## begin
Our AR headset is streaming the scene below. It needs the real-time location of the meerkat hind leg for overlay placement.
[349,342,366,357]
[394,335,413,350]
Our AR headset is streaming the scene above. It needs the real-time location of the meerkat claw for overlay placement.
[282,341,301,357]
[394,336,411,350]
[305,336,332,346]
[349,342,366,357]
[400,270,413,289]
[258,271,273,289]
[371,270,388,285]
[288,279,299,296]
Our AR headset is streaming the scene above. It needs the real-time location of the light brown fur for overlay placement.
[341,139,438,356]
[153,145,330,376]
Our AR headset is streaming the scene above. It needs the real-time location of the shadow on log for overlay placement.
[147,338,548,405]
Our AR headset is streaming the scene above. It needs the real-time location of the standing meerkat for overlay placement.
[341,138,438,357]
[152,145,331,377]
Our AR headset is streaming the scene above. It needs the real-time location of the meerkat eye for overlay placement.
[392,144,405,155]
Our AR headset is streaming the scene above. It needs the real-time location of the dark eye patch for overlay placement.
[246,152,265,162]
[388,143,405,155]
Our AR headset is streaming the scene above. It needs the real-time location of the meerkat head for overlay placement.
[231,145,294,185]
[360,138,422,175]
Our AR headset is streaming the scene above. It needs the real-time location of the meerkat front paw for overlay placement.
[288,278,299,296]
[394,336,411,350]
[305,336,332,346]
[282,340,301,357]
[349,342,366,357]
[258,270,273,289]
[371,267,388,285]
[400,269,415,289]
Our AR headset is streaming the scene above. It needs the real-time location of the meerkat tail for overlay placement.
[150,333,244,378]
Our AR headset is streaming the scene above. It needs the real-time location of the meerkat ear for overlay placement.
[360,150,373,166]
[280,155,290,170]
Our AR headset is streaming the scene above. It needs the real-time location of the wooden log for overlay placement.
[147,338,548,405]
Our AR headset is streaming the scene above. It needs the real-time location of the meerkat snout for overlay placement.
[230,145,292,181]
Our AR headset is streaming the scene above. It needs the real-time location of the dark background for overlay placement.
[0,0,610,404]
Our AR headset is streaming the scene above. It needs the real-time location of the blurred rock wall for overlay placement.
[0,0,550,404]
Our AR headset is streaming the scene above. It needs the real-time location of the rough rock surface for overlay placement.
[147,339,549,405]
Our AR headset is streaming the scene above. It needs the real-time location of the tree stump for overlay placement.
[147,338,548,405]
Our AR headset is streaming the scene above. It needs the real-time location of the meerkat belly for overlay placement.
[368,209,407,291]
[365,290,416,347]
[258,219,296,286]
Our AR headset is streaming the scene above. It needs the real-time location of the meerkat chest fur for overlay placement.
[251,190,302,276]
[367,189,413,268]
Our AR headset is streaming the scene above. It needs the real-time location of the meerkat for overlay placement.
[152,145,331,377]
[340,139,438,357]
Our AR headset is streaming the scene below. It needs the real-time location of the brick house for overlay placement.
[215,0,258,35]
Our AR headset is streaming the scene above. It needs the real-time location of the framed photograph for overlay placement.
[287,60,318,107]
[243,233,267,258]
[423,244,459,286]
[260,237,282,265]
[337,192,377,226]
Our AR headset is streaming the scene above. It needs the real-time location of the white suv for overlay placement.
## end
Direction ::
Transcribe the listing above word for word, keeping every line.

Task result ::
Our AR headset is streaming the scene below. It needs the real-time location of the meerkat hind leg for overlay placement.
[349,342,366,357]
[394,335,413,350]
Our AR headset is streaming the scene above. It needs the real-time location of the meerkat claw for overlay placement.
[282,341,301,357]
[394,336,411,350]
[305,336,332,346]
[349,342,366,357]
[400,270,413,289]
[258,271,273,289]
[371,270,388,285]
[288,279,299,296]
Our AR headset is streaming the scene above. It needs the real-time location of the light brown fur for overlay placement.
[341,139,438,356]
[153,145,330,376]
Our AR headset is streaming the scene above. It needs the real-time location of the shadow on log for overlay placement.
[147,338,548,405]
Our AR headset is streaming the scene above. It needs the real-time location of the standing meerkat for overlay placement.
[341,138,438,357]
[152,145,331,377]
Our AR headset is streaming the scene above. It needs the real-time location of the meerkat eye for overlay placement.
[392,144,405,155]
Our AR headset is streaming the scene above. It needs the real-time location of the dark eye patch for overlay placement.
[246,152,265,162]
[388,143,405,155]
Our AR headset is streaming the scene above. It needs the real-time location of the meerkat head for overlay placement.
[231,145,294,185]
[360,138,422,175]
Our AR headset is streaming the scene above. It needs the real-time location of the meerkat front paw for overlay placement.
[288,278,299,296]
[394,336,411,350]
[305,336,332,346]
[282,340,301,357]
[349,342,366,357]
[258,270,273,289]
[371,267,388,285]
[400,269,415,289]
Our AR headset is streaming the scene above. It needs the real-time location of the meerkat tail for overlay placement.
[150,333,244,378]
Our AR headset is streaming the scene above. It needs the real-time location of the meerkat ear for overlay placement.
[360,150,373,166]
[280,155,290,170]
Our AR headset is streaming the scene above. It needs the real-time location of the wooden log for overlay placement.
[147,338,548,405]
Our AR headset is streaming the scene above. It needs the real-time location of the meerkat snout for overlay placement.
[230,145,292,181]
Our AR headset is streaming the scene above. It needs the real-time location of the dark background for overlay placement.
[0,0,610,404]
Our AR headset is streaming the scene above. It needs the real-time location of the blurred rock wall for overlay placement.
[0,0,550,404]
Our AR headset is streaming the scene above. It needs the real-time location of the rough rock surface for overlay placement.
[147,339,549,405]
Our AR headset is streaming the scene above. It needs the real-time location of the tree stump for overlay placement.
[147,338,548,405]
Our AR headset is streaming the scene above. It needs the real-time location of the meerkat belly for overlay placement.
[368,209,407,291]
[365,290,416,347]
[258,219,296,286]
Our AR headset is streaming the scene above. It needs the real-time location of the meerkat chest fur for overlay placement.
[251,190,302,276]
[367,189,413,268]
Our AR headset is streaming the scene above. It needs the real-time location of the meerkat for overlay placement.
[152,145,331,377]
[340,139,438,357]
Our AR headset is streaming the scene below. It needs the real-time location of the brick house for overlay placement.
[215,0,258,35]
Our AR headset is streaming the scene above. It needs the real-time location of the framed photograph for overlay placement.
[287,60,318,107]
[243,233,267,258]
[423,244,459,286]
[260,237,282,265]
[337,192,377,226]
Our AR headset is streaming the scene above. It needs the real-time location of the white suv for overlay placement.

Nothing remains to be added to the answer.